● **Verilen alıntı**:
=====

21 Murat’ı anlatmadan geçemeyeceğim. Çok süper mekan. Vallahi vicdan azabından demiyorum. Şöyle ki… Bu 21’i işleten Murat motosiklet tamircisiydi eskiden, siz bilmezsiniz. Çok da süper motorcuydu. Çok fiyakalı motorlara binerdi ve tamir ederdi (Hala biniyor ama tamir etmiyor). Ve maalesef benimle arkadaş olmak kadersizliği onu batağa sürüklemişti. O fiyakalı motorların yanına bozuldukça benim 125’lik iki zamanlı külüstür Minsk’i sokuştururdum. Kırmızı Ferrari’nin yanındaki bordo Kartal gibi dururdu benim iki tekerli. Hayvan sevgisi işte, çok uğraşmışlığı vardır benim motorla garibimin.
…
Bunlar ceptekiler. Bir de tükenmişler var. Her biri ayrı efsane El Toro, Ferişira, Delos, Pizza Tek, A, Grafitti, PM, Nostalji, YeYe, Gece, Blues, Nicky’s, Tenedos, Roadhouse…
Dünkü çocuk Gölge bile kapanmış. Çubuk Şarabı Sevenler Derneği ve Yaprak Sokak’taki Huzuru ve Sakinliği Sevenler Derneği konularını hiç açmayayım.
Büyük Ekspres, Kıtır ve Manhattan kalmışlar ama ne durumdalar acaba? Manhattan sahip değiştirmiş zaten. Nitekim ilk sahibi Taner abi burada, Bodrum’da yaşıyor. Büyük Express’in karşılıklı helaları vardı, Zeliha ile Züleyha; çok pis kokarlardı, kim bilir ne yapıyorlar?
Pizza Tek’te, YeYe Piknik’te, Trio’da demimizi alır, A’ya takılır, F34’e girenleri küçümserdik. F34’e gidenler bizim zaten hamamböceği olduğumuzu filan düşünürdü sanırım. Onların paraları vardı nitekim.

=====

● **Kayıt listesi**:

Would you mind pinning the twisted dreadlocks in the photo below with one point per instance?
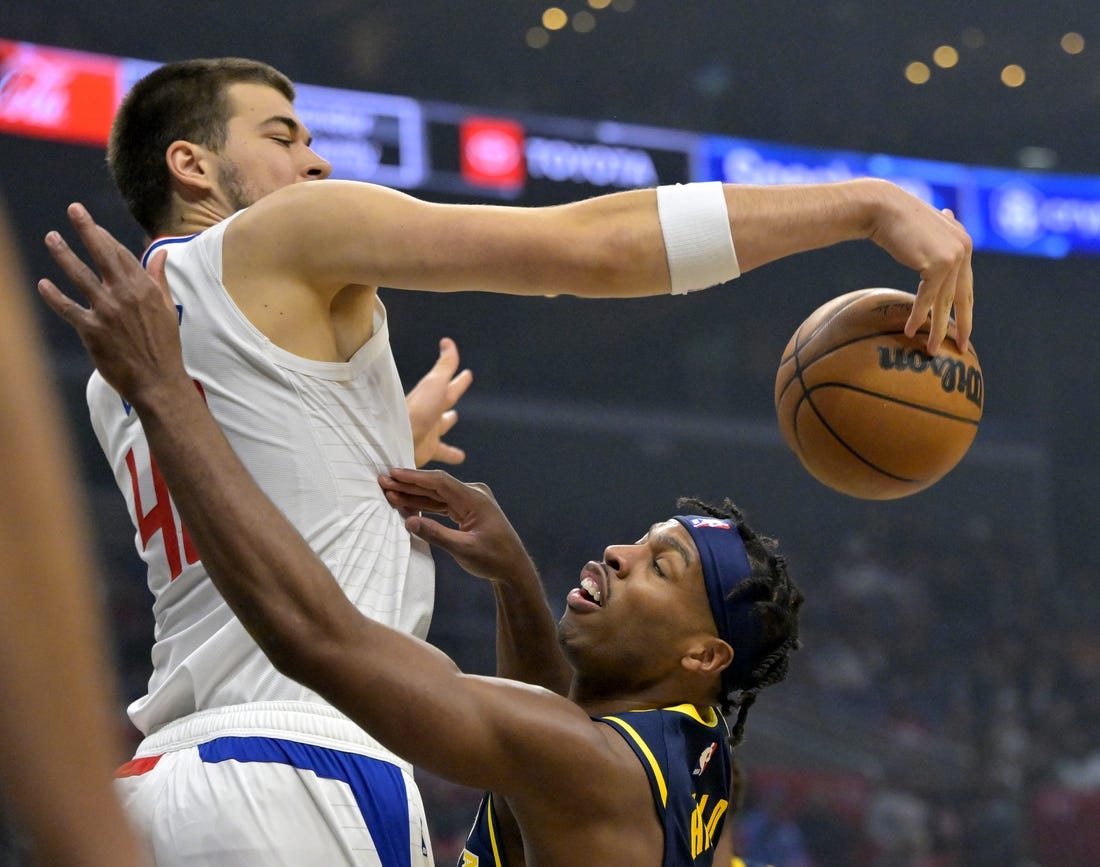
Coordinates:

=====

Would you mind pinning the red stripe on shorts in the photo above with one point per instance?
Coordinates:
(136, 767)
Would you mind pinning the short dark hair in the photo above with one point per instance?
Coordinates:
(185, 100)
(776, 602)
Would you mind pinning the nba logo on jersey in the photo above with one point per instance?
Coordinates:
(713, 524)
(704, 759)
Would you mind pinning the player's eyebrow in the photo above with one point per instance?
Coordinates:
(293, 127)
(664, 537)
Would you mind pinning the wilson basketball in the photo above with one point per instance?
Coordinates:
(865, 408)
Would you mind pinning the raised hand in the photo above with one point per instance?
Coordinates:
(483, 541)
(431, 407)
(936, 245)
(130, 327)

=====

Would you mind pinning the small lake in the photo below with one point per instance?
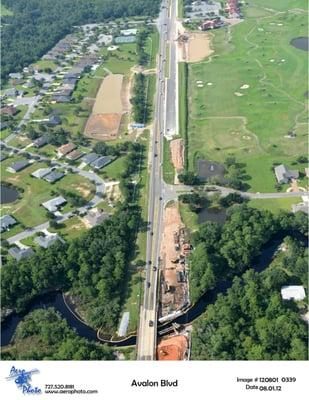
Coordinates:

=====

● **Alıştırma yönergeleri**:
A - Eski mekânları anlatan alıntıya göre 21'i işleten Murat eskiden ne iş yapıyordu?
B - Eski mekânları anlatan alıntıda "Büyük Ekspres, Kıtır" ifadesinden "paraları vardı nitekim." ifadesine kadar uzanan kısmı olduğu gibi yazıya geçirin.
C - Eski mekânları anlatan alıntıyı kaldığı yerden alıp sürdürün.

● **Verilen cevaplar**:
A - Motosiklet tamircisiydi.

B -
Büyük Ekspres, Kıtır ve Manhattan kalmışlar ama ne durumdalar acaba? Manhattan sahip değiştirmiş zaten. Nitekim ilk sahibi Taner abi burada, Bodrum’da yaşıyor. Büyük Express’in karşılıklı helaları vardı, Zeliha ile Züleyha; çok pis kokarlardı, kim bilir ne yapıyorlar?
Pizza Tek’te, YeYe Piknik’te, Trio’da demimizi alır, A’ya takılır, F34’e girenleri küçümserdik. F34’e gidenler bizim zaten hamamböceği olduğumuzu filan düşünürdü sanırım. Onların paraları vardı nitekim.

C -
En güzel isimli barlardan PM ve en kötü isimli barlardan Nostalji, Cinnah’ta yan yanalardı. İkisi de güzel yerlerdi. PM Mehmet abi de, Nostalji Naşide (Göktürk) de yaşamıyor maalesef artık. Mehmet abiyi üç beş sene önce Gümüşlük’te gördüm. Hala ağzında Maltepe sigarası, baygın gözlerle bakıyordu. O şekil 150 yaşına kadar yaşayacak gibi duruyordu ama öyle olmadı maalesef.
Şunu da söylemeliyim. Süleyman Bağcıoğlu o zaman da çalardı. O zaman da mükemmel çalardı. Hep efsaneydi. Aynı böyleydi.
Sanırım Süleyman hep vardı, Ankara’yı onun üzerine yaptılar.
Rahmetli Gürbüz’e de bir selamı eksik etmeyelim tabii bu arada.
Bunlar tadımlık olsun. Söz, bir ara eğlence hayatını yazarım. Ezgi Türkü Cafe’nin nasıl heavy metal merkezi olduğunu, Nihat Genç’e Manhattan’da DJ kabininde yaptığım sosyoloji şovunu filan anlatırım. (Nihat abi o vakitler gülümseyebiliyordu. Başka birisiydi.)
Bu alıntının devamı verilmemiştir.